##### RECORDS FOR THE TASK #####

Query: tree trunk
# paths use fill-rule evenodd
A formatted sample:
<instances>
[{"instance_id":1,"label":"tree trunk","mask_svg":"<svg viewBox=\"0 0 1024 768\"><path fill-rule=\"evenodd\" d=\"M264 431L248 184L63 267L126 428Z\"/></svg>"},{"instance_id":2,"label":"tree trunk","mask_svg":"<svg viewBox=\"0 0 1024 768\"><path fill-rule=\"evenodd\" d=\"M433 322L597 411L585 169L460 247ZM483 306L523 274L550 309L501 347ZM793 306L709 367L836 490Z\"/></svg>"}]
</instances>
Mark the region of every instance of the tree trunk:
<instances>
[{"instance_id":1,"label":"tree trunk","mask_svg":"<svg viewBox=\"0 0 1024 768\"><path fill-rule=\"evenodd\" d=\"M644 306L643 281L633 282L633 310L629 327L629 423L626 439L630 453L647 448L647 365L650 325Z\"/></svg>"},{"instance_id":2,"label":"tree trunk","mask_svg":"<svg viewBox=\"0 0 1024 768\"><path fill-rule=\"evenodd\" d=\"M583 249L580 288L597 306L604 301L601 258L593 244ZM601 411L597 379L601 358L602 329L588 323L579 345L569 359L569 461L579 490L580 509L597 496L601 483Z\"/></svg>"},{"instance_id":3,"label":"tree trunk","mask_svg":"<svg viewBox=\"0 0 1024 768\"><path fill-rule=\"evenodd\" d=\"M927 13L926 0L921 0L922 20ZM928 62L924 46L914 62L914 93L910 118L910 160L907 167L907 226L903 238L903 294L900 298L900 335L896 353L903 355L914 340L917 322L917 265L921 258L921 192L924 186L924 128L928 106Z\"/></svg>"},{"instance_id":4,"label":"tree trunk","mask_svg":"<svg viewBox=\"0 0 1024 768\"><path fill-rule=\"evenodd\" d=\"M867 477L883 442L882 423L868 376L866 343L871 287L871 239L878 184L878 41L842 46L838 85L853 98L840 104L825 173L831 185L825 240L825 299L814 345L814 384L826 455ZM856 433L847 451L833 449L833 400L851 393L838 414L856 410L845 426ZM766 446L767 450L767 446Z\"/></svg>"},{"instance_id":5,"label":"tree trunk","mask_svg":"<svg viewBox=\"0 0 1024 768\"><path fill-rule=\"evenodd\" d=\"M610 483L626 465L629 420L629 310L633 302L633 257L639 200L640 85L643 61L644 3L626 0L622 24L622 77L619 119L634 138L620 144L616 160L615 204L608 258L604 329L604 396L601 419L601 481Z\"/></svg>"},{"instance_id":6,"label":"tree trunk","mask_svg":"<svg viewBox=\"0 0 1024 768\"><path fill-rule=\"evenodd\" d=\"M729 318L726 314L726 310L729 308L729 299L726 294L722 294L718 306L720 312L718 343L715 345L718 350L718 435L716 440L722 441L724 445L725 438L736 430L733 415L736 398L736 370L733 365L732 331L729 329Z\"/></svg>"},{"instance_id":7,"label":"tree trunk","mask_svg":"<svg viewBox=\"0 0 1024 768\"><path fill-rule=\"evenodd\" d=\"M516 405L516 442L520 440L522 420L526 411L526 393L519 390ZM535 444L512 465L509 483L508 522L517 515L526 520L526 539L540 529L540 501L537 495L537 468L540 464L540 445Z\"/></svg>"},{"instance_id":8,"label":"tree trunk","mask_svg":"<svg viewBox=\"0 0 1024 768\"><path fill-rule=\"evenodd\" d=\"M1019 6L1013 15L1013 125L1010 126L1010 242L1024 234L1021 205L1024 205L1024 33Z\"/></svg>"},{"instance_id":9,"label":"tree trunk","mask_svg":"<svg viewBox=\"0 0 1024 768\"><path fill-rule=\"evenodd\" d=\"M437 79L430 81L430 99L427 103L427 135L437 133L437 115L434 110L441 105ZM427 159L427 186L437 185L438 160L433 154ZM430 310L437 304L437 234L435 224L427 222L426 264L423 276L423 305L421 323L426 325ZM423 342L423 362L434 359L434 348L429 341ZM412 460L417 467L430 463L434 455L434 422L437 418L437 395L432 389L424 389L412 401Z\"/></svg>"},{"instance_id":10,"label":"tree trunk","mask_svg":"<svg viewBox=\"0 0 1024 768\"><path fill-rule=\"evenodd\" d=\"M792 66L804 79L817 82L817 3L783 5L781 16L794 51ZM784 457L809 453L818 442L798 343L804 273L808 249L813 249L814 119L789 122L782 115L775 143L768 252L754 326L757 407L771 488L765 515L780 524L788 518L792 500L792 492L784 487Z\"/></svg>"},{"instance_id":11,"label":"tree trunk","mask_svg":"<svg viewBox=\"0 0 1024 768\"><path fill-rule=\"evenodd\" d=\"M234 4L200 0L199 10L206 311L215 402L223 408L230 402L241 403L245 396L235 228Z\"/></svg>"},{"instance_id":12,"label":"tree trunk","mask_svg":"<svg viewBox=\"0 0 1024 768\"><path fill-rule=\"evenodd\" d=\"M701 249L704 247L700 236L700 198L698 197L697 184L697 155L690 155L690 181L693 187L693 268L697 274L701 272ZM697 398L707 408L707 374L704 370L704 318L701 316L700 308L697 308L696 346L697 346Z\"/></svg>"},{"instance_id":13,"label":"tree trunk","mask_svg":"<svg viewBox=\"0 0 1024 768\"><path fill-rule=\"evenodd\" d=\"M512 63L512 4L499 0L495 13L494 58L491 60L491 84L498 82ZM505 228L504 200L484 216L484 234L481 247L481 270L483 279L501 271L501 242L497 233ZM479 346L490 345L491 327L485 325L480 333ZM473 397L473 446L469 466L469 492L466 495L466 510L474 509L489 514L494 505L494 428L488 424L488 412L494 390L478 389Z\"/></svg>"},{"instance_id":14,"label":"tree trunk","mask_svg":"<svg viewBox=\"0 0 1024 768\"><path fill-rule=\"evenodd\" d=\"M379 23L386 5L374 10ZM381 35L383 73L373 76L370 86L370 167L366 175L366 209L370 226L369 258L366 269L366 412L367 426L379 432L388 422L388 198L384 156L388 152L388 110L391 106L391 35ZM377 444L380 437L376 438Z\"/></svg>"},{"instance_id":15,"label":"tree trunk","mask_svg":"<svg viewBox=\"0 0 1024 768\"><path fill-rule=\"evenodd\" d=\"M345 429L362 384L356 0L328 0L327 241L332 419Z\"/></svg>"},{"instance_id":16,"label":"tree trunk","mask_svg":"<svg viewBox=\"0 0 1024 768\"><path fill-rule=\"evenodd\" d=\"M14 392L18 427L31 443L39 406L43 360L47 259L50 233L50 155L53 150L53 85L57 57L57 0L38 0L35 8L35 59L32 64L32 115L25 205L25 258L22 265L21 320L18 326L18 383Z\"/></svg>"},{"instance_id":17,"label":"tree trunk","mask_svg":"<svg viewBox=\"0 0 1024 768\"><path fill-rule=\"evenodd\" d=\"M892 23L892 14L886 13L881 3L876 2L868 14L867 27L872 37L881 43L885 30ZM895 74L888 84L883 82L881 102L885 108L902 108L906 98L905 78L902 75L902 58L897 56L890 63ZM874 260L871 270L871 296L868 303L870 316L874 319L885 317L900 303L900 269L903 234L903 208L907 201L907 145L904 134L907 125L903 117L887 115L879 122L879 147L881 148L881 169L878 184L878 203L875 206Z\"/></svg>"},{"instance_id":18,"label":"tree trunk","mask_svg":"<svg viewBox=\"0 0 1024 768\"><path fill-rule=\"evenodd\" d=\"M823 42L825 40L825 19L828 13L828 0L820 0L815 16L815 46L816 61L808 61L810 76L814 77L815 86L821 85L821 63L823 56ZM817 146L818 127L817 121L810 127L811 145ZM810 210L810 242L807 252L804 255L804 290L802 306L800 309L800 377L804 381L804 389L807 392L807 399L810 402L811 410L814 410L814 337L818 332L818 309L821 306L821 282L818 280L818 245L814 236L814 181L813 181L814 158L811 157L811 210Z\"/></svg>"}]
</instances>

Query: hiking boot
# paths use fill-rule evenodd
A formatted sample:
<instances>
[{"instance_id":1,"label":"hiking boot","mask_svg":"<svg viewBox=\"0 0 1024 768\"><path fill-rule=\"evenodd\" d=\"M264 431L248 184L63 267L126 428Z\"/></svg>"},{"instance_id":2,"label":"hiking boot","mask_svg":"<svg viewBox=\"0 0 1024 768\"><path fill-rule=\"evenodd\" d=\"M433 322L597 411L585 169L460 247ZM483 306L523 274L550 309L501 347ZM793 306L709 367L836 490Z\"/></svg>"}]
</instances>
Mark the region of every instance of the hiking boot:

#####

*ACTIVITY*:
Search the lines above for the string "hiking" and copy each line that has it.

*REPLY*:
Query: hiking boot
[{"instance_id":1,"label":"hiking boot","mask_svg":"<svg viewBox=\"0 0 1024 768\"><path fill-rule=\"evenodd\" d=\"M264 431L248 184L63 267L126 428Z\"/></svg>"},{"instance_id":2,"label":"hiking boot","mask_svg":"<svg viewBox=\"0 0 1024 768\"><path fill-rule=\"evenodd\" d=\"M433 322L597 411L585 169L460 247ZM483 306L523 274L550 309L501 347ZM793 306L709 367L836 490Z\"/></svg>"}]
Mark the region of every instance of the hiking boot:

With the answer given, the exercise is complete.